Problem requirements:
Reproduce the items word for word, beginning at the line with "Where can the yellow" and continuing through the line with "<point>17,187</point>". Include both of those lines.

Point placement records:
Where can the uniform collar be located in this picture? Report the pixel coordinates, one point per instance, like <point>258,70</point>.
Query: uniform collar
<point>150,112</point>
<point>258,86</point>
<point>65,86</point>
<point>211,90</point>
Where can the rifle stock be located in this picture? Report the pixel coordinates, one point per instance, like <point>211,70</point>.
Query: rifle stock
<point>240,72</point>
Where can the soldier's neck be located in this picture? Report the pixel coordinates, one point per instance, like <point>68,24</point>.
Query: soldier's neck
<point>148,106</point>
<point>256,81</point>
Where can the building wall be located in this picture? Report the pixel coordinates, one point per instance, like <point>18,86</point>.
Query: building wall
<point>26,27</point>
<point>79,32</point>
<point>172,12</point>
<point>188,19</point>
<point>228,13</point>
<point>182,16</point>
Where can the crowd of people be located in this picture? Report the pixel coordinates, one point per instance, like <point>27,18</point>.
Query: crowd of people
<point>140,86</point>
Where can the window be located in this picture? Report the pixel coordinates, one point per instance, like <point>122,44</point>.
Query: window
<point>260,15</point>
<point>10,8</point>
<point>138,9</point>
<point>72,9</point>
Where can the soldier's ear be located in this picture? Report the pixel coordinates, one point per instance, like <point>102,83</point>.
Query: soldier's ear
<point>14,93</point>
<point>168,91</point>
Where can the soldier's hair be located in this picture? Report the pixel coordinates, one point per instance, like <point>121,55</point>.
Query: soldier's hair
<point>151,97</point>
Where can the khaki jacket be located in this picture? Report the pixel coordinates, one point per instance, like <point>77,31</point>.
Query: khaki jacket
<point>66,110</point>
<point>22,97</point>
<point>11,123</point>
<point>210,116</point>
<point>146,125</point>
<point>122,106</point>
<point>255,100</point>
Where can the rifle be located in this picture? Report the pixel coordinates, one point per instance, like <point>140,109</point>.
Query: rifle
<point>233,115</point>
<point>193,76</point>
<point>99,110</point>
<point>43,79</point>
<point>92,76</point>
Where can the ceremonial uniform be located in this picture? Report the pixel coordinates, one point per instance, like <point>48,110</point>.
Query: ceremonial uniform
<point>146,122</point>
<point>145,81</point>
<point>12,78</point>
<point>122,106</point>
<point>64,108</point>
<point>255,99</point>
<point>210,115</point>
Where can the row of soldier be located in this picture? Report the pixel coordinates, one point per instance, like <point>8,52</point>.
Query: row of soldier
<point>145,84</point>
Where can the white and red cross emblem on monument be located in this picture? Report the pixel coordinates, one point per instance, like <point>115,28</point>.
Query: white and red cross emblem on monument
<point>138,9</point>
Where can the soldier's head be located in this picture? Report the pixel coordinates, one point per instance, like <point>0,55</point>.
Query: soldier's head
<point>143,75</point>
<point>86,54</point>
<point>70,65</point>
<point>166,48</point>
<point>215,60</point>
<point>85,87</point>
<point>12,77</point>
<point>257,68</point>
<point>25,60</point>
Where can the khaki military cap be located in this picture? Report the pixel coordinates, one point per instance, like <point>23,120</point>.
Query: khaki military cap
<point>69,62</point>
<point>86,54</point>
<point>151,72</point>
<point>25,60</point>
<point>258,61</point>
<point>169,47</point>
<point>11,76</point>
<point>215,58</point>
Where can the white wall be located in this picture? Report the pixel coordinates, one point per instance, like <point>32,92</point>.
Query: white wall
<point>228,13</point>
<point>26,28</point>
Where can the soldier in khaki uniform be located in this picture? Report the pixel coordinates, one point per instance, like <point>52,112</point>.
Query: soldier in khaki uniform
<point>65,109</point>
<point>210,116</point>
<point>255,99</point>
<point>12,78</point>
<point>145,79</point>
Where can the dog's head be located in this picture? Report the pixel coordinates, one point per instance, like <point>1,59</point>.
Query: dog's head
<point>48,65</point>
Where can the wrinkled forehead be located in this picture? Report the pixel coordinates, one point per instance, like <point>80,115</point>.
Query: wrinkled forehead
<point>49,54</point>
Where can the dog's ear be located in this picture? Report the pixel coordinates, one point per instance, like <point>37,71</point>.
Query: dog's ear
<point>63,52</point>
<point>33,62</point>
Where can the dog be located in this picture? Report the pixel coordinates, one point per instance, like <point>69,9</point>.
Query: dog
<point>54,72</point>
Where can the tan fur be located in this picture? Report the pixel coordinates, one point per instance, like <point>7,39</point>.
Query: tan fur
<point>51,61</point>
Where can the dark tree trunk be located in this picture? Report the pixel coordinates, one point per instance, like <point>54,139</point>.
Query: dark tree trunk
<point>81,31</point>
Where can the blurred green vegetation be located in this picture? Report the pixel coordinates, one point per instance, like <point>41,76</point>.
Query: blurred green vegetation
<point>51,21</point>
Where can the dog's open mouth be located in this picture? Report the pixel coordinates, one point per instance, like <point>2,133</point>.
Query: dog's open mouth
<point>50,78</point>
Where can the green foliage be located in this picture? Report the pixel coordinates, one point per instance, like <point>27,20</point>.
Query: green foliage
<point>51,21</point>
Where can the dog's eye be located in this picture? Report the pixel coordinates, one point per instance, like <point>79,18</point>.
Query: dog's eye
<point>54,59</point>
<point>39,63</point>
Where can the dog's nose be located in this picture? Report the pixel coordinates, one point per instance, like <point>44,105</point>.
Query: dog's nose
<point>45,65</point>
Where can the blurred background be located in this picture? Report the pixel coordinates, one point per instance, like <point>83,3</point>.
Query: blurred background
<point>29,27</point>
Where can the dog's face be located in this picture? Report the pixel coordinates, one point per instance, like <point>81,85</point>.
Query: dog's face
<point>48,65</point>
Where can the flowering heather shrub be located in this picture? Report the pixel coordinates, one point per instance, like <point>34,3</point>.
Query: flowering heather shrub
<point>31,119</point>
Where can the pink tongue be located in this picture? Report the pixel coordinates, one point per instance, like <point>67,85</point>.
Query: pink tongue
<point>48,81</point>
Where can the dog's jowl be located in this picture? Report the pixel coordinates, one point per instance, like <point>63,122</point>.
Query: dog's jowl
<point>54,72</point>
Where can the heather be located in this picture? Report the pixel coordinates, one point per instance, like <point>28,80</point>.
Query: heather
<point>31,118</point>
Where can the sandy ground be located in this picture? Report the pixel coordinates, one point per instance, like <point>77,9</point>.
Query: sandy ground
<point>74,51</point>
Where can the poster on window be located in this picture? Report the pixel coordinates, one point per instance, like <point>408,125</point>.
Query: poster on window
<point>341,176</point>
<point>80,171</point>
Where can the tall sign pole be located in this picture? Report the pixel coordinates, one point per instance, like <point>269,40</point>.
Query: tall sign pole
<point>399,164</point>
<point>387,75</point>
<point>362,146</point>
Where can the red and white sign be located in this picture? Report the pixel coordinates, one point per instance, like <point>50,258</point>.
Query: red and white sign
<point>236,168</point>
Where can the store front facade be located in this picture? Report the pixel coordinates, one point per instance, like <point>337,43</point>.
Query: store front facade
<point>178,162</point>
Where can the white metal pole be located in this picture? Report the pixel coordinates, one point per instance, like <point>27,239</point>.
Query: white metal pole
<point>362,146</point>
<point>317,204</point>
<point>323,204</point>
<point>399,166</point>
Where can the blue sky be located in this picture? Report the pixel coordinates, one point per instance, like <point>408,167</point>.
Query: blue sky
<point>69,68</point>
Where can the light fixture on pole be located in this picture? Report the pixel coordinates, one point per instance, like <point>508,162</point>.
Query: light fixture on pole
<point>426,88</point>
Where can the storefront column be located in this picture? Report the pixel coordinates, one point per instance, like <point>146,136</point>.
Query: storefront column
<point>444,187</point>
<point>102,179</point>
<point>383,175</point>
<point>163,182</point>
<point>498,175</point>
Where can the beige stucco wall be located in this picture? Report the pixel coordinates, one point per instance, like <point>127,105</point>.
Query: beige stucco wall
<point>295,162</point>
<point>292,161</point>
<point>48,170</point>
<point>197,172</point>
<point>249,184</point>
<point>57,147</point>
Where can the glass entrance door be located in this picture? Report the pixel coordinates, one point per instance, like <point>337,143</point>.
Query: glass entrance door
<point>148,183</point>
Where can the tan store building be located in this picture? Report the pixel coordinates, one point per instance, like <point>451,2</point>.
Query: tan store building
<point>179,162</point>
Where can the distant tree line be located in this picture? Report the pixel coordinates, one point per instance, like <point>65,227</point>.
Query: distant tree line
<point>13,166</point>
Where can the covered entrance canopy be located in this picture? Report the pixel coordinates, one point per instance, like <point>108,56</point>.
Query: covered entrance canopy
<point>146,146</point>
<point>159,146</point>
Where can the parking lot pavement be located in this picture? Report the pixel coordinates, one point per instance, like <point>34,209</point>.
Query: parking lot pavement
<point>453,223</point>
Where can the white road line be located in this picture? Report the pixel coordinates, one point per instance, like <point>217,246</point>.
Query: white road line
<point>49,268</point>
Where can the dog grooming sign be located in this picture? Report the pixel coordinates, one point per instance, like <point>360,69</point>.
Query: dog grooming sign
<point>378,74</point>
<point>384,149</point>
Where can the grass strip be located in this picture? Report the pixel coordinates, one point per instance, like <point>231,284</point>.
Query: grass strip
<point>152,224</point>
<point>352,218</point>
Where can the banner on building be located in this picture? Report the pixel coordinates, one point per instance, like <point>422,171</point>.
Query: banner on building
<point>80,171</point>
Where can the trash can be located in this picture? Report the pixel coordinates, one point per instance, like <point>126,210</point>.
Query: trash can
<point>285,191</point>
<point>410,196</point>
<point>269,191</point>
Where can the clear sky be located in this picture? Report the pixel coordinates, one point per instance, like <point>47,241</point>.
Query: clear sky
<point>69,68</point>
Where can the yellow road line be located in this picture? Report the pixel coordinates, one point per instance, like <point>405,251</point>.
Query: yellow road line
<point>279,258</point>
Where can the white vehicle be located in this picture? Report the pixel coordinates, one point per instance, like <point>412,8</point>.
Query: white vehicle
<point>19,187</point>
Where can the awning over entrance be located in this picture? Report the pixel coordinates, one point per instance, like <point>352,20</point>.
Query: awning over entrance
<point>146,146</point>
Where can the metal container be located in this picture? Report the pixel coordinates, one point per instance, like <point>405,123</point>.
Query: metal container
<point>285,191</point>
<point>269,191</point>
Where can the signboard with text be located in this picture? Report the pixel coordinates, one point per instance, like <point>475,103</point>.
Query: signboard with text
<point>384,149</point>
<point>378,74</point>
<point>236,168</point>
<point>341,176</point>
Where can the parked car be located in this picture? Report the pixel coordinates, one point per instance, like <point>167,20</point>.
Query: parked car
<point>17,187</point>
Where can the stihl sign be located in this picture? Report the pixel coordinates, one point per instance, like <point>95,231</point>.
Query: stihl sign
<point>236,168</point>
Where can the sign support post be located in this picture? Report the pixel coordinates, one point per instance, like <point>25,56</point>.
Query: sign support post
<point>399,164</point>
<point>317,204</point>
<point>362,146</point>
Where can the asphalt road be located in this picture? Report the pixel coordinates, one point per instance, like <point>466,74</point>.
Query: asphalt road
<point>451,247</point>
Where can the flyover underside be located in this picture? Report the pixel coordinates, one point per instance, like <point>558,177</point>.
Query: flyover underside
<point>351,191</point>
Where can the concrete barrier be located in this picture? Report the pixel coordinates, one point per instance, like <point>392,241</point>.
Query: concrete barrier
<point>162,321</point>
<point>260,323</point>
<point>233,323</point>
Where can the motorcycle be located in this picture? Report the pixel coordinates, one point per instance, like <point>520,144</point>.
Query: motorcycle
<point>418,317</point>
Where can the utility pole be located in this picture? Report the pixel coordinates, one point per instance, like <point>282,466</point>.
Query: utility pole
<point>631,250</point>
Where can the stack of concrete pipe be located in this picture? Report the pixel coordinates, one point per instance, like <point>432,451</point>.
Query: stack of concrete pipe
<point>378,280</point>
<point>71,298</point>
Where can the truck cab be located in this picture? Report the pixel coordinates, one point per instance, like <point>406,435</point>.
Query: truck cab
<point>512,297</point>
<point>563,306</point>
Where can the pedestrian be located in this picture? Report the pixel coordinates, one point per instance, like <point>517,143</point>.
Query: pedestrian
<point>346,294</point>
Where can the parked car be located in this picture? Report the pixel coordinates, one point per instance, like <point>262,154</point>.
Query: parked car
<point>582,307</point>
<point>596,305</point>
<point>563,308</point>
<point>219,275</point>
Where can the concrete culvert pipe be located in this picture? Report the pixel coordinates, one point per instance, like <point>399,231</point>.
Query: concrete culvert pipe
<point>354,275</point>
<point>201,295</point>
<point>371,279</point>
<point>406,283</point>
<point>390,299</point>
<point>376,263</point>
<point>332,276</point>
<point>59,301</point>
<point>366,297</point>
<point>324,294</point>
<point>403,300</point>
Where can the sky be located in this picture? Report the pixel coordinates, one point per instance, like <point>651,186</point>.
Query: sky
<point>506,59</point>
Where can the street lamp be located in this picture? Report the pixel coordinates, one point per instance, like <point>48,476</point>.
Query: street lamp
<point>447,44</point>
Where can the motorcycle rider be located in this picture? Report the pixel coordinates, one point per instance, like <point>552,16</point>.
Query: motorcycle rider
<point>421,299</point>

Reply to the exercise:
Where can the yellow road line be located in this picture? Report the pixel coordinates, one point per instance, like <point>405,251</point>.
Query: yellow road line
<point>279,258</point>
Where can the white vehicle be located in this picture? Report the pixel coordinates, one point per instance, like <point>412,8</point>.
Query: white vehicle
<point>19,187</point>
Where can the awning over entrance be located in this picture? Report the pixel coordinates, one point per instance, like <point>352,20</point>.
Query: awning over entrance
<point>146,146</point>
Where can the metal container be located in this picture? Report the pixel coordinates, one point per instance, like <point>405,123</point>.
Query: metal container
<point>285,191</point>
<point>269,191</point>
Where can the signboard with text be located in this picture? Report the pixel coordinates, one point per instance, like <point>475,103</point>.
Query: signboard with text
<point>384,149</point>
<point>378,74</point>
<point>236,168</point>
<point>341,176</point>
Where can the parked car be located in this picture? Report the pixel coordinates, one point per instance, like <point>167,20</point>.
Query: parked car
<point>17,187</point>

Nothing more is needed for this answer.